* WHAT YOU WILL DO
The entries below are to be repeated exactly as they stand.

Excerpt from a dataset:
○ ○ ○ ○

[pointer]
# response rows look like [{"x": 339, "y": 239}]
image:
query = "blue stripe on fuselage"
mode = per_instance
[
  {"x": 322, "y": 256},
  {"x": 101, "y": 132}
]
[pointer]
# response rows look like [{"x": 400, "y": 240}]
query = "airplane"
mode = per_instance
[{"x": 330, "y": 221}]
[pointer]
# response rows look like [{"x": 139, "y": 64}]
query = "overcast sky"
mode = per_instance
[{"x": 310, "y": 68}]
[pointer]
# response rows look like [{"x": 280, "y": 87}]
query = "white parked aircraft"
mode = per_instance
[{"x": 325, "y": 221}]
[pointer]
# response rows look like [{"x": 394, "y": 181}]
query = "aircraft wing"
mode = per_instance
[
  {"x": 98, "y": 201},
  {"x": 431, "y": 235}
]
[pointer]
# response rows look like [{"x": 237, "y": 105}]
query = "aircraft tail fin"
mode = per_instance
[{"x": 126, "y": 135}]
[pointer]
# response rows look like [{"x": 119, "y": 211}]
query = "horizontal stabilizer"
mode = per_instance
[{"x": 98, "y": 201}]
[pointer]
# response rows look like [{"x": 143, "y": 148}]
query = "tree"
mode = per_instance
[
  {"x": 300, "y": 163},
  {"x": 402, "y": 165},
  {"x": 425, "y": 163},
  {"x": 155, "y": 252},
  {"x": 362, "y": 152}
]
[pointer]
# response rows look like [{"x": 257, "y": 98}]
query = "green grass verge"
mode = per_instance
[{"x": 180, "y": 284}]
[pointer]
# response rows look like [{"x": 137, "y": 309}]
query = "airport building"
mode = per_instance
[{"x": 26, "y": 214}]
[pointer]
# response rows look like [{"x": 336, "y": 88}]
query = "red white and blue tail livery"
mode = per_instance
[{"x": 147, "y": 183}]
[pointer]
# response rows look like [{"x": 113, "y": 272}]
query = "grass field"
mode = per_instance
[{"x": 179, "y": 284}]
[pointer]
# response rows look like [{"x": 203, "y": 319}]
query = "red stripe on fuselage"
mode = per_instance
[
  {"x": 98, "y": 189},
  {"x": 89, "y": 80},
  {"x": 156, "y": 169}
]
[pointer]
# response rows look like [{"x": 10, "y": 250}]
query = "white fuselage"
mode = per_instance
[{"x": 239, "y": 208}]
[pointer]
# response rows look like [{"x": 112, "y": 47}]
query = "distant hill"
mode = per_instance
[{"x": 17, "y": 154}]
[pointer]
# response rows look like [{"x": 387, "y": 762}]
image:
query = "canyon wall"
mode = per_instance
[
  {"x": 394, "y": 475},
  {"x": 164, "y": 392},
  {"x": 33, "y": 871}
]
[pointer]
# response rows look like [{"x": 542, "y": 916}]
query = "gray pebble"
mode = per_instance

○ ○ ○ ○

* EXERCISE RESPONSE
[pointer]
# response rows look like [{"x": 339, "y": 239}]
image:
query = "blue stripe on fuselage"
mode = per_instance
[
  {"x": 322, "y": 256},
  {"x": 101, "y": 132}
]
[pointer]
# response rows look like [{"x": 400, "y": 240}]
query = "airplane"
mode = per_instance
[{"x": 330, "y": 221}]
[pointer]
# response rows look like [{"x": 139, "y": 64}]
query = "overcast sky"
mode = per_instance
[{"x": 310, "y": 68}]
[pointer]
# response rows look like [{"x": 280, "y": 87}]
query = "white parked aircraft"
mode = per_instance
[{"x": 325, "y": 221}]
[pointer]
# response rows look like [{"x": 394, "y": 181}]
query = "aircraft wing"
mode = per_instance
[
  {"x": 98, "y": 201},
  {"x": 431, "y": 235}
]
[pointer]
# response rows look like [{"x": 237, "y": 105}]
query = "aircraft tail fin"
mode = per_instance
[{"x": 126, "y": 135}]
[pointer]
# response rows look like [{"x": 119, "y": 211}]
query = "horizontal stabilizer"
mode = per_instance
[{"x": 98, "y": 201}]
[pointer]
# response rows look like [{"x": 143, "y": 148}]
query = "tree"
mode = per_instance
[
  {"x": 300, "y": 163},
  {"x": 402, "y": 165},
  {"x": 425, "y": 163},
  {"x": 155, "y": 252},
  {"x": 362, "y": 152}
]
[pointer]
# response rows look like [{"x": 257, "y": 98}]
query = "green grass verge"
mode = per_instance
[{"x": 180, "y": 284}]
[pointer]
# response rows look like [{"x": 137, "y": 309}]
query = "airport building"
mode = per_instance
[{"x": 26, "y": 214}]
[pointer]
# response rows look like [{"x": 336, "y": 88}]
query = "red white and blue tail livery"
mode = per_instance
[{"x": 147, "y": 183}]
[pointer]
# response rows look like [{"x": 113, "y": 272}]
query = "grass field"
mode = per_instance
[{"x": 179, "y": 284}]
[pointer]
# response rows look like [{"x": 203, "y": 319}]
query = "red stripe on fuselage"
mode = per_instance
[
  {"x": 98, "y": 189},
  {"x": 89, "y": 80},
  {"x": 156, "y": 169}
]
[pointer]
# response rows look like [{"x": 10, "y": 250}]
query = "white fuselage"
mode = per_instance
[{"x": 239, "y": 208}]
[pointer]
# response rows look like [{"x": 112, "y": 47}]
query = "distant hill"
mode = per_instance
[{"x": 17, "y": 154}]
[pointer]
# response rows look like [{"x": 387, "y": 762}]
image:
query = "canyon wall"
mode = per_instance
[
  {"x": 394, "y": 475},
  {"x": 164, "y": 392},
  {"x": 33, "y": 871}
]
[pointer]
# response rows look like [{"x": 542, "y": 916}]
query = "gray pebble"
mode = per_instance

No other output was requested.